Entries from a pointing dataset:
——

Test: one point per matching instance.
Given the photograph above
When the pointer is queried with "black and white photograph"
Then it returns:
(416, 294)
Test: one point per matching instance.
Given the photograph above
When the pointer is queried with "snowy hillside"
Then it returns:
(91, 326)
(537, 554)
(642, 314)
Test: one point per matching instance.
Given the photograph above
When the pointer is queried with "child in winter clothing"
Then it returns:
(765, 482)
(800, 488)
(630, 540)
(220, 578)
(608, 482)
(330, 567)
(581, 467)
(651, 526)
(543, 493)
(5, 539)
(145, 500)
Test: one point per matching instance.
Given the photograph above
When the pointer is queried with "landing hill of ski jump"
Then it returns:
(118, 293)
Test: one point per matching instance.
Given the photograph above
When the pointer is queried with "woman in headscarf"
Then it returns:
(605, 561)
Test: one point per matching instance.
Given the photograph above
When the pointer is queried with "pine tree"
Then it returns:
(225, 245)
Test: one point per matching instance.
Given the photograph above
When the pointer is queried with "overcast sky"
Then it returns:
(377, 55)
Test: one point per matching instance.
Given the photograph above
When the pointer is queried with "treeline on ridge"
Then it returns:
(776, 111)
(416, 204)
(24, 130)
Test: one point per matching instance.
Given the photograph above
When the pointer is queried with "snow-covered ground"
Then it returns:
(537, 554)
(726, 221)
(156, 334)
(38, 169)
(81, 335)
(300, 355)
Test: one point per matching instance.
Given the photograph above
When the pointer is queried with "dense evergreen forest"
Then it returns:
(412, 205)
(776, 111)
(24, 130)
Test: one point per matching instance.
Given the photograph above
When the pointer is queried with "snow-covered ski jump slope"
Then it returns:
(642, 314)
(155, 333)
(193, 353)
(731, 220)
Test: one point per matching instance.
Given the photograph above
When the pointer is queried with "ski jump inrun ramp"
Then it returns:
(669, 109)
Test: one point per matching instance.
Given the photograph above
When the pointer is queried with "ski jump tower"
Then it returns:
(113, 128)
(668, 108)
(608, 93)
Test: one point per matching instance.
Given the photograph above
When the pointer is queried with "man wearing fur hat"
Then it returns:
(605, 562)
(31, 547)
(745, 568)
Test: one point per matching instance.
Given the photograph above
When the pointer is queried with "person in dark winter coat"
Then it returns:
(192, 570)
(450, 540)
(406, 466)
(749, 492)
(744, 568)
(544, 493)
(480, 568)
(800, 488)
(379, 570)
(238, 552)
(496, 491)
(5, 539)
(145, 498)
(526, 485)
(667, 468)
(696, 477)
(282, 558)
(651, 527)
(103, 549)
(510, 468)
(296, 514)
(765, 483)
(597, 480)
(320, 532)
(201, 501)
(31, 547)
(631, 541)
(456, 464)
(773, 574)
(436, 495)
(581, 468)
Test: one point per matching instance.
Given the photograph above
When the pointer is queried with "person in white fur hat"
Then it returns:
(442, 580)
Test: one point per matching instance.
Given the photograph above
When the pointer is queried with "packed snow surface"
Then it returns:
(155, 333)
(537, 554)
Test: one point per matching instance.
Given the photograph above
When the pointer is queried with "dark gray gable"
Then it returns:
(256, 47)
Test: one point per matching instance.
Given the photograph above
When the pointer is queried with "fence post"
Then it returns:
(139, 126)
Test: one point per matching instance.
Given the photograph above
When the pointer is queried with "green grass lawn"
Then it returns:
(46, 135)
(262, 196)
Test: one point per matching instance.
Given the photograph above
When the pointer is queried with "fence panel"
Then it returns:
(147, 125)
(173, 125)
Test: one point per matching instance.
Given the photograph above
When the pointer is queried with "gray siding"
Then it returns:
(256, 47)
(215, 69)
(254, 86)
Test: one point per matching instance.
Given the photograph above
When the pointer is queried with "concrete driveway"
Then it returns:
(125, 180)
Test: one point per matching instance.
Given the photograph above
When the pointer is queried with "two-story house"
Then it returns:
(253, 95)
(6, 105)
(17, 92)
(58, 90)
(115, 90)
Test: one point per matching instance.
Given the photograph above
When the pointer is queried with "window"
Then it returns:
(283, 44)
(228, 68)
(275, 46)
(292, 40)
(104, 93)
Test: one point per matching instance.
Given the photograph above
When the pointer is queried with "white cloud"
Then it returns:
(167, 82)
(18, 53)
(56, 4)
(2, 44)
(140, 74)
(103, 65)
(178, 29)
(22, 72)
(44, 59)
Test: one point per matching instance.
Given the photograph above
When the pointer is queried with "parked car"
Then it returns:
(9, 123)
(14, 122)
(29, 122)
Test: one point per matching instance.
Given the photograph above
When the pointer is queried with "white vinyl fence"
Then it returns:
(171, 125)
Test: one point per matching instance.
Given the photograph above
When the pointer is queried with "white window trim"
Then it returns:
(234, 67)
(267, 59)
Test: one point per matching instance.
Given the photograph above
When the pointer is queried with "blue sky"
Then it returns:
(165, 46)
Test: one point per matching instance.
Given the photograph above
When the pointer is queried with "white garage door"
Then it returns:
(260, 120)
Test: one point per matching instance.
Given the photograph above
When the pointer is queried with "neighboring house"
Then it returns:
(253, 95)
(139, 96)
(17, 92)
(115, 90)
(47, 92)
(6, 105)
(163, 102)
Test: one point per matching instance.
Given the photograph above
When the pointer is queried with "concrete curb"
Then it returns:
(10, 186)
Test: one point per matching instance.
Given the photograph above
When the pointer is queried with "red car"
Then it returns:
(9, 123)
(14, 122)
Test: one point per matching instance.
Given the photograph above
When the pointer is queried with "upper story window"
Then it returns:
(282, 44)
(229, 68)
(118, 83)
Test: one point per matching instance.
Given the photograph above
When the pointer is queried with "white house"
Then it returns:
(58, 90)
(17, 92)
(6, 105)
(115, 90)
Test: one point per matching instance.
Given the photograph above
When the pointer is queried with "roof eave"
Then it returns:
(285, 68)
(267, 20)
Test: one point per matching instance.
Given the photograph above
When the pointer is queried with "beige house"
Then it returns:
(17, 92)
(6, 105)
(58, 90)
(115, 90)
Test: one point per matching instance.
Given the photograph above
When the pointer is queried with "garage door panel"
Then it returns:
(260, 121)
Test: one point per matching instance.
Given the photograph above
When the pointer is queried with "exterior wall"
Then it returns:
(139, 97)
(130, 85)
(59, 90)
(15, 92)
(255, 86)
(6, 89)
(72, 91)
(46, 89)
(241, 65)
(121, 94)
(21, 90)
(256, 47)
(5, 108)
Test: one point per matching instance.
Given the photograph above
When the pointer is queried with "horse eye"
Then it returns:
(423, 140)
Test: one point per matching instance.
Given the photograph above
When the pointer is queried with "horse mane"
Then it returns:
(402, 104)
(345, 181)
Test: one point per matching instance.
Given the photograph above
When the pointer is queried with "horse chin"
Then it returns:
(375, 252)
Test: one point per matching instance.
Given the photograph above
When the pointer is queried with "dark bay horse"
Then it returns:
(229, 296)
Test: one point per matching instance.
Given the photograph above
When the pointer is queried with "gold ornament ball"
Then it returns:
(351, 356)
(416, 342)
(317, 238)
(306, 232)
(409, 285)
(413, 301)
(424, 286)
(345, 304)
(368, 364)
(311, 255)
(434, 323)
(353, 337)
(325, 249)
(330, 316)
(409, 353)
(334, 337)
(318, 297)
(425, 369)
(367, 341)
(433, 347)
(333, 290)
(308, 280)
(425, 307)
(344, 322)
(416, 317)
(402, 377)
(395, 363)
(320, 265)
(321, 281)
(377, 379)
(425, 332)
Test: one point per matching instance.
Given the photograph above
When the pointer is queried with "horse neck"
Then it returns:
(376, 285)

——

#### Directive
Pull out each line of the records that contains the string "white", matching its case exactly.

#### Exercise output
When the pointer is queried with "black and white photograph"
When the pointer is queried with "person in white fur hat"
When the pointer is queried with "white cloud"
When the pointer is queried with "white vinyl fence"
When the pointer is queried with "white window trim"
When the pointer is queried with "white garage door"
When the pointer is queried with "white house"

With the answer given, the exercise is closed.